◆ What is being asked
Can you copy the lines from the one that contains "Could you please point to the street" through the end of the material below, exactly and with nothing else?

◆ Data for processing
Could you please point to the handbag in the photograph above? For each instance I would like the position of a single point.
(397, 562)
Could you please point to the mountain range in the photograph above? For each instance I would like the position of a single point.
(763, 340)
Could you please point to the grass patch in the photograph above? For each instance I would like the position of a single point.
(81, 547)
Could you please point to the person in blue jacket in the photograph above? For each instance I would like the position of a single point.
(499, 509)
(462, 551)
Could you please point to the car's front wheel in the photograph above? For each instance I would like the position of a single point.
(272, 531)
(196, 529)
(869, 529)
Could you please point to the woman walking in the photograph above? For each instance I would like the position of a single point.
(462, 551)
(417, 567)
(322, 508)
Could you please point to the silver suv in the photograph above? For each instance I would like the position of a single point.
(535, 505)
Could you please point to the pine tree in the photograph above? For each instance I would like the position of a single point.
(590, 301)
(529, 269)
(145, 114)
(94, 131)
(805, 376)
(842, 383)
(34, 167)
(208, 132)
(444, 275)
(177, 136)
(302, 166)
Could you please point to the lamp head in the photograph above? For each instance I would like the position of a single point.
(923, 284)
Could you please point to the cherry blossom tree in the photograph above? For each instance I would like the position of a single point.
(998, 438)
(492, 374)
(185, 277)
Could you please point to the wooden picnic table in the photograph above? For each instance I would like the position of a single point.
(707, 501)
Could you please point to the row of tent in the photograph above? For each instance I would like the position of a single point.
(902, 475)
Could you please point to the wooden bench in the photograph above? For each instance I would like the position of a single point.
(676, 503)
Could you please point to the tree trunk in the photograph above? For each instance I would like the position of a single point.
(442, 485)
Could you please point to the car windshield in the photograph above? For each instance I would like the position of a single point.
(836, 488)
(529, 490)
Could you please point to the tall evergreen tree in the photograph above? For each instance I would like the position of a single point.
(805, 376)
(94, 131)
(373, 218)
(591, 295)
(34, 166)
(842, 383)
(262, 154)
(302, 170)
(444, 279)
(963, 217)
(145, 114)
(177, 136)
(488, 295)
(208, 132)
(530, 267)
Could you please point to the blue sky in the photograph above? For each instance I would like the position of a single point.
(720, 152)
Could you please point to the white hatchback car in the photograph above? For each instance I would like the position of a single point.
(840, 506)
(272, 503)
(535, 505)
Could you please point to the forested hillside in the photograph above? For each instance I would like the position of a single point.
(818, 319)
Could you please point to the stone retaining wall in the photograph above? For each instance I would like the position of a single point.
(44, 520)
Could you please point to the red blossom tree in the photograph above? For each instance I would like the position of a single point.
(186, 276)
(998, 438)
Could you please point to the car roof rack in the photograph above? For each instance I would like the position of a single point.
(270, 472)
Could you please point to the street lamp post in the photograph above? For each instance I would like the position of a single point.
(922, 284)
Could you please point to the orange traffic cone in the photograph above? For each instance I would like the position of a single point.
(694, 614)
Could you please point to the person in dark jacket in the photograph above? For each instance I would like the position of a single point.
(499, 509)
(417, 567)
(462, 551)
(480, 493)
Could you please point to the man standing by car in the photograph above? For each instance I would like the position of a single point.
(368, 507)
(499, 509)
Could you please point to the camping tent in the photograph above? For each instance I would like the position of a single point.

◆ Written solution
Could you please point to the street lamp post in the photograph above? For each instance I would like the position of a single point.
(922, 284)
Could you please point to the orange traffic cone in the photograph above? For each instance I would like the position of a single point.
(694, 614)
Could you please point to the person in dark jacket in the photograph above? For each instance I would like the position of a single point.
(499, 509)
(417, 567)
(462, 551)
(480, 493)
Could you please point to the man standing by car in the photograph above? For each instance I would like the position of a single point.
(368, 507)
(499, 509)
Could you please point to the camping tent in the photograph above? For each instance I would like the position of a single point.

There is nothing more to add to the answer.